**Trabalho a fazer:**
- a) No texto sobre o concerto, quem dirigiu o concerto realizado no Ateneu Comercial do Porto?
- b) Copie, do texto sobre o concerto, o trecho que vai de "O Lar Rosa Santos é" até "José de Almeida.".

#### Texto do documento

01/05/18
CONCERTO MUSICAL
Manuel Joaquim
Na tarde do dia 25 de Abril realizou-se no Ateneu Comercial do Porto um grande concerto musical, dirigido pela maestrina Lígia Castro, no qual participou o par de dançarinos Isabel Costa e Nelson Pinto.
Participou também um grupo coral, constituído por meninas do Lar Rosa Santos, que fez a sua primeira apresentação pública e que está a ser trabalhado há muito pouco tempo por Lígia Castro. Todas as jovens demonstraram muitas qualidades.
O Lar Rosa Santos é uma IPSS que faz o acolhimento de crianças e jovens do sexo feminino em situação de risco. Está instalado num belo edifício, situado na esquina da Rua João Pedro Ribeiro e Rua Faria Guimarães, no Porto, que tem nas partes superiores das fachadas, em azulejo, os nomes de “Castilho”, “Camões”, “Gil Vicente”, “A Garrett”, “João de Deus” e “A Herculano” e na pequena fachada virada ao cruzamento das ruas o busto de Rosa Santos.
O edifício foi doado nos princípios do século XX por António Maria do Santos para ser a Escola Rosa Santos, e alojar cerca de 200 crianças de ambos os sexos, conforme consta em Diário da República de 14 de Janeiro de 1920, quando era Presidente da República António José de Almeida.

########
#### Registos guardados

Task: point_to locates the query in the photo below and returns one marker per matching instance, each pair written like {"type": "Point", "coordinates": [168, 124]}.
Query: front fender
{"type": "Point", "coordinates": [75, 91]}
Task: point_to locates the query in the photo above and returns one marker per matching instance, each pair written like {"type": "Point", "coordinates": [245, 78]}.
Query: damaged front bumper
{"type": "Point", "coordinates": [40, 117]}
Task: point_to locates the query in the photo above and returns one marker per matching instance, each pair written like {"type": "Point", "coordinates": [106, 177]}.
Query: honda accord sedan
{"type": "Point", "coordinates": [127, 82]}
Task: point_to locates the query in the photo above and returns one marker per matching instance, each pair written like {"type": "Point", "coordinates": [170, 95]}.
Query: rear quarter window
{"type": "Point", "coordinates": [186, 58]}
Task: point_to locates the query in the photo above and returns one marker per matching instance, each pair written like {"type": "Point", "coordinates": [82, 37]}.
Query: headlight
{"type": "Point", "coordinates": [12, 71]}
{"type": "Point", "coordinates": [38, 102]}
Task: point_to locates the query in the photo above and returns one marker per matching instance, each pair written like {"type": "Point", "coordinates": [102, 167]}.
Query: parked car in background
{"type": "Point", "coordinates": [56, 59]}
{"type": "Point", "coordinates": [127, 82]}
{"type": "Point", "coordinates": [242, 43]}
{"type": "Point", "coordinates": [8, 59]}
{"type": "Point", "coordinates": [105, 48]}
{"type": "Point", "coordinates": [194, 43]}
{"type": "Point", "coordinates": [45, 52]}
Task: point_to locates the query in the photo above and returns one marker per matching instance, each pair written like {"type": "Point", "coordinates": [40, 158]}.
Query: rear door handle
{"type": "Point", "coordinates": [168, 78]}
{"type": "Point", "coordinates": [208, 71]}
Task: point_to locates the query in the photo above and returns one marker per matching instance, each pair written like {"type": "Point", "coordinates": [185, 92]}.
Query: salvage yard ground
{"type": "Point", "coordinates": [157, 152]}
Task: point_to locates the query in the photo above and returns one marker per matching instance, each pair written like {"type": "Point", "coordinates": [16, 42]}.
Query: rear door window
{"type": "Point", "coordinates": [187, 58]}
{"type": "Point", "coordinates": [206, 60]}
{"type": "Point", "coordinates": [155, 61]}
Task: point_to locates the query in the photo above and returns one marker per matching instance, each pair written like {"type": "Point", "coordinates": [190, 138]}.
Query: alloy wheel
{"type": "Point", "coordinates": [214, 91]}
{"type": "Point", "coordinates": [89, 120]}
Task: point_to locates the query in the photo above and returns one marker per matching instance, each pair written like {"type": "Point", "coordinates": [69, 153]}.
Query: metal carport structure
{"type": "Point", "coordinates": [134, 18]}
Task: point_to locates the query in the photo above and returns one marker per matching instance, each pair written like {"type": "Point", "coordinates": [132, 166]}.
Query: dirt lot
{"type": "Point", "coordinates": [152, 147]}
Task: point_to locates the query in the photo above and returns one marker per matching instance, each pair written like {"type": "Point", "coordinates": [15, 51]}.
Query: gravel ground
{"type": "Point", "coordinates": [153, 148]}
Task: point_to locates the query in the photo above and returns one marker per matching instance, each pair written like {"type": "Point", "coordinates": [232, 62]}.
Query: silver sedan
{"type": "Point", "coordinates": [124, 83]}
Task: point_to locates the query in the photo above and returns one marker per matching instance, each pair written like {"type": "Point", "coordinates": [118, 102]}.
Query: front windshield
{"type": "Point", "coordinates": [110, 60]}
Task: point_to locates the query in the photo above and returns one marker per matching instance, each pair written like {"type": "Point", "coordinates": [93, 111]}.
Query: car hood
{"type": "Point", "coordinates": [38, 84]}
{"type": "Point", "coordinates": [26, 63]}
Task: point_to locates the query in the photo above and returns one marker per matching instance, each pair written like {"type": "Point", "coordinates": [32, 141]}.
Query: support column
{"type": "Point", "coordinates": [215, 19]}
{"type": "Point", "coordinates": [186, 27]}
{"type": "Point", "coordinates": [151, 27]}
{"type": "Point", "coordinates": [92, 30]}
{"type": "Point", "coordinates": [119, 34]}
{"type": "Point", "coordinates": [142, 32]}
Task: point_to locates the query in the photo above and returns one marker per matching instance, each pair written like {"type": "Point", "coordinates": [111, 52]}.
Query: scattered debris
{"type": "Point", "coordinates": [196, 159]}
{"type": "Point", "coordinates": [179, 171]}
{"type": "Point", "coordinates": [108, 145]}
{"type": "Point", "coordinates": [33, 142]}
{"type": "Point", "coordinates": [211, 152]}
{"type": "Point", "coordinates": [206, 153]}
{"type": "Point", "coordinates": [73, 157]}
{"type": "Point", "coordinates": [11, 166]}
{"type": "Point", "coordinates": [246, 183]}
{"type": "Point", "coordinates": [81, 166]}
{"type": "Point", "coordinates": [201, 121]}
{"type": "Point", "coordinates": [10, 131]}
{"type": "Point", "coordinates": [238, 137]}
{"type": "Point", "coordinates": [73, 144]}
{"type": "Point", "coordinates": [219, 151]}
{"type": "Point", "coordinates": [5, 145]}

########

**Respostas às tarefas:**
- a) A maestrina Lígia Castro.

- b)
O Lar Rosa Santos é uma IPSS que faz o acolhimento de crianças e jovens do sexo feminino em situação de risco. Está instalado num belo edifício, situado na esquina da Rua João Pedro Ribeiro e Rua Faria Guimarães, no Porto, que tem nas partes superiores das fachadas, em azulejo, os nomes de “Castilho”, “Camões”, “Gil Vicente”, “A Garrett”, “João de Deus” e “A Herculano” e na pequena fachada virada ao cruzamento das ruas o busto de Rosa Santos.
O edifício foi doado nos princípios do século XX por António Maria do Santos para ser a Escola Rosa Santos, e alojar cerca de 200 crianças de ambos os sexos, conforme consta em Diário da República de 14 de Janeiro de 1920, quando era Presidente da República António José de Almeida.